Rewrite each line of the listing below as a row in a Markdown table with two columns, Row and Line, numbering the rows and skipping blank lines. Leave the pictures out of the table.

━━━━━━━━━━━━━━━━━━━━

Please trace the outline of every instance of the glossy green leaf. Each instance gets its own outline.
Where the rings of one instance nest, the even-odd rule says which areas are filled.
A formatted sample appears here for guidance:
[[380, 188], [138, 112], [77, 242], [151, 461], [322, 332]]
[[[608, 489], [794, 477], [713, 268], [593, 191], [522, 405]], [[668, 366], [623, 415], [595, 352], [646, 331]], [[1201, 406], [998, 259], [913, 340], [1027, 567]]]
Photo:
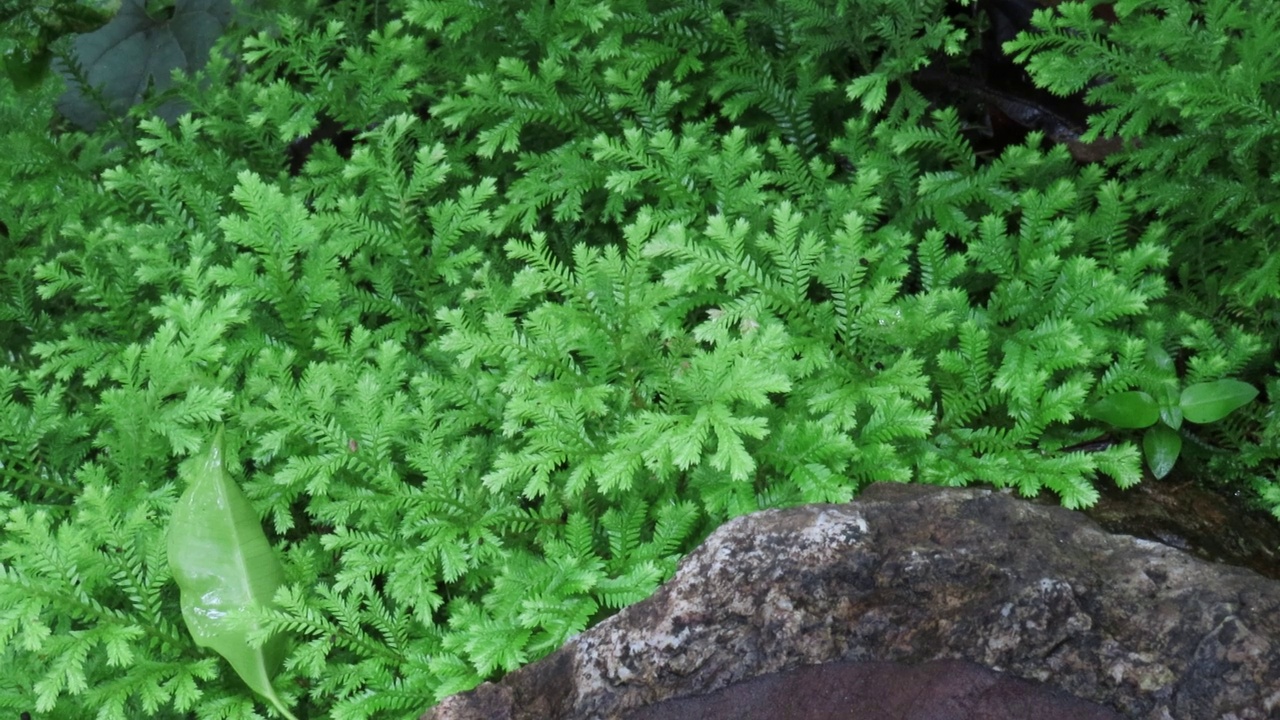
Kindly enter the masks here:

━━━━━━━━━━━━━━━━━━━━

*Result of this exercise*.
| Row | Line |
|---|---|
| 1 | Please trace the outline of every instance of the glossy green leaf. Each instance gets its own outline. |
| 2 | Where the rings of one instance nest, the even-odd rule says which areas are filled. |
| 3 | A formatted sample appears here for guidance: |
| 4 | [[380, 188], [138, 112], [77, 242], [151, 461], [322, 332]] |
| 5 | [[[608, 489], [794, 477], [713, 268], [593, 191], [522, 405]], [[668, 366], [623, 415], [595, 352], [646, 331]], [[1201, 406], [998, 259], [913, 340], [1027, 567]]] |
| 6 | Photo: |
| 7 | Kindly enter the masks here: |